View from above of large square with market stalls
Culture & tradition,  Morocco,  Sunday Stills

Day into night in the Jemaa el-Fnaa

Sooner or later it seems, all paths in Marrakesh lead to the Jemaa el-Fnaa. The name (sometimes spelled Djemaa el Fnaa or Jamaa el Fnaa) means ‘Assembly of the Dead’ in Arabic; but a visit here suggests life in all its vibrancy.

To call this the city’s main square doesn’t begin to do justice to it. This is a meeting place, a shopping centre, a performance space, a happening. It is surrounded by restaurants and cafés, each with a roof terrace to offer a ringside seat from where to observe all the action; but it’s better by far to get immersed in it all yourself.

Large square with passers by and market stalls on the far side
The Jemaa el-Fnaa by day

Here is a snake charmer with a sleepy cobra waiting for tourists’ dirhams before luring him into action. Here is a man with a monkey wanting payment so you can pose with him perched on your shoulder; but don’t support him please, as the monkey is almost certainly poorly treated. And over there a colourfully dressed water-seller is making more money from posing for photos than he ever will from selling water.

Information given:
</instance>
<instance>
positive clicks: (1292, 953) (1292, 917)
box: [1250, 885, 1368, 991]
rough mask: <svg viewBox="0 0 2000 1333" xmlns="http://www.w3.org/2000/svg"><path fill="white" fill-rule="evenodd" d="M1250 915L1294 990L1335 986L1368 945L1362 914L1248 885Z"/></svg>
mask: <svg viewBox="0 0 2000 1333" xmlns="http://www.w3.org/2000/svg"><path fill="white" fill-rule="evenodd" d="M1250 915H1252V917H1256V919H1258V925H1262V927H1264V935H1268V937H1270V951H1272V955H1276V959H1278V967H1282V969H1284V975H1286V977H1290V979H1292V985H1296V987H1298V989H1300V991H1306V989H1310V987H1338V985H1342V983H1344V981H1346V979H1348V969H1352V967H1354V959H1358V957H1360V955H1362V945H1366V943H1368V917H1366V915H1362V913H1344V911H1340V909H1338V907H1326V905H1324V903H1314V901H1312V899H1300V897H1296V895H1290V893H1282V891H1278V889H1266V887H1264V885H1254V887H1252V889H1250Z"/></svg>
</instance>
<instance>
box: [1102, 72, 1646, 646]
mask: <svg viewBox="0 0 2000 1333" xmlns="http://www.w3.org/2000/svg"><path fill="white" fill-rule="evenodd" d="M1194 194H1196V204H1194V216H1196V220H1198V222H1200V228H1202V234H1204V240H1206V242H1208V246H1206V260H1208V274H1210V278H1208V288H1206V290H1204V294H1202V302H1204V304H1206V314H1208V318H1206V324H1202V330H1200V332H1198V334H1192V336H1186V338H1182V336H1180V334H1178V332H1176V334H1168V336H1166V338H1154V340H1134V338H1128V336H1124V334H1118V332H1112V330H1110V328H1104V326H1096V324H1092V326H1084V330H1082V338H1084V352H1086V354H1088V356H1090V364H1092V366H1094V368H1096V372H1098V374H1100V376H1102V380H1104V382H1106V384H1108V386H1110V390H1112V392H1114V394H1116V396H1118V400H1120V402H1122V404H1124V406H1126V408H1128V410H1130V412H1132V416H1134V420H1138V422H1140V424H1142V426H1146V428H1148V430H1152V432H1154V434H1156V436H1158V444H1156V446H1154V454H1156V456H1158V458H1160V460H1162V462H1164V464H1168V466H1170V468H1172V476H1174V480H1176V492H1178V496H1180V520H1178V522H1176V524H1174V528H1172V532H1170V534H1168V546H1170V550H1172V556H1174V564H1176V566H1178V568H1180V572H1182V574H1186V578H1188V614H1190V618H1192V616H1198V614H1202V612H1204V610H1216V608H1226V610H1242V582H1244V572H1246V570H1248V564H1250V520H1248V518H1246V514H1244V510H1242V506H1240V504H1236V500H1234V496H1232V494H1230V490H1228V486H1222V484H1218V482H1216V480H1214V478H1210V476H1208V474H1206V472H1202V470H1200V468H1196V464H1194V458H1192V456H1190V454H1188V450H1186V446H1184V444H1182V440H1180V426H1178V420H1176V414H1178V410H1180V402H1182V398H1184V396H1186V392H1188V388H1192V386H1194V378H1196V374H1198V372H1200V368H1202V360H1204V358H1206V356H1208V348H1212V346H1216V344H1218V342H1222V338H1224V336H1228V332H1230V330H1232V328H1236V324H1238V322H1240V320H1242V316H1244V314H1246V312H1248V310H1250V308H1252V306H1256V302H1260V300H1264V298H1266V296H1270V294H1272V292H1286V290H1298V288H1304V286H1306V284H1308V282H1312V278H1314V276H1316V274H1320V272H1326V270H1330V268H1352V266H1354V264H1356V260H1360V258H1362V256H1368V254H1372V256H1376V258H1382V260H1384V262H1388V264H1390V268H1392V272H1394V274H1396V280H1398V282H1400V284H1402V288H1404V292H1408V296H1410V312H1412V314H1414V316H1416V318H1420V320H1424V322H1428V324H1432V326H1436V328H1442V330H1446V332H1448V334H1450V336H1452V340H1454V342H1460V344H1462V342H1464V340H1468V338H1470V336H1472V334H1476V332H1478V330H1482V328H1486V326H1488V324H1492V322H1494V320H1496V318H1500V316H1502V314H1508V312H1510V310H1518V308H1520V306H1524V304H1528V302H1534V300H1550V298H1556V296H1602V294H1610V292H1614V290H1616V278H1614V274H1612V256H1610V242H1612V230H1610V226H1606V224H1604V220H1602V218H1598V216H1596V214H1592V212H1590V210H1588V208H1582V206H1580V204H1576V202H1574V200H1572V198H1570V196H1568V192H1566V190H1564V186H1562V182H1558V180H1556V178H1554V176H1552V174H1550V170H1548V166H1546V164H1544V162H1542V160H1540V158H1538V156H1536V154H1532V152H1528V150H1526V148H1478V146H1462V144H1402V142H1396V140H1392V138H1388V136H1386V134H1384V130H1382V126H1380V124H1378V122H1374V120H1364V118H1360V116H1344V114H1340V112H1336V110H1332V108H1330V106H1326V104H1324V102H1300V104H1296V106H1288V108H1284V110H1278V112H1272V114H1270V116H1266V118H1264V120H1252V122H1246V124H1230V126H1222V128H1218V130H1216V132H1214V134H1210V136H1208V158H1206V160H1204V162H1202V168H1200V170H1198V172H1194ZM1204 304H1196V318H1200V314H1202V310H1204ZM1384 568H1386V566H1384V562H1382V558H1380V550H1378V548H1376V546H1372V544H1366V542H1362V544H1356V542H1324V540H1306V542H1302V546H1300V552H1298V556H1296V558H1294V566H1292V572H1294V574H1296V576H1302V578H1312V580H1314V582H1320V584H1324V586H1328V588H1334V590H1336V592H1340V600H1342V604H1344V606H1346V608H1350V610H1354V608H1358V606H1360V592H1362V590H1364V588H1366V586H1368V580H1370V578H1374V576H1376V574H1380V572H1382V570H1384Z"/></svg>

Activity: Using the passage about the Jemaa el-Fnaa, state whether each statement agrees with it: (a) the name of the square means "Assembly of the Dead" in Arabic; (b) the writer advises watching the square from a roof terrace rather than joining the crowd; (c) the water-seller earns more from posing for photos than from selling water. Answer each with yes or no and quote the deciding words of the passage.

Written response:
(a) Yes: "means ‘Assembly of the Dead’ in Arabic"
(b) No: "it’s better by far to get immersed in it all yourself"
(c) Yes: "is making more money from posing for photos than he ever will from selling water"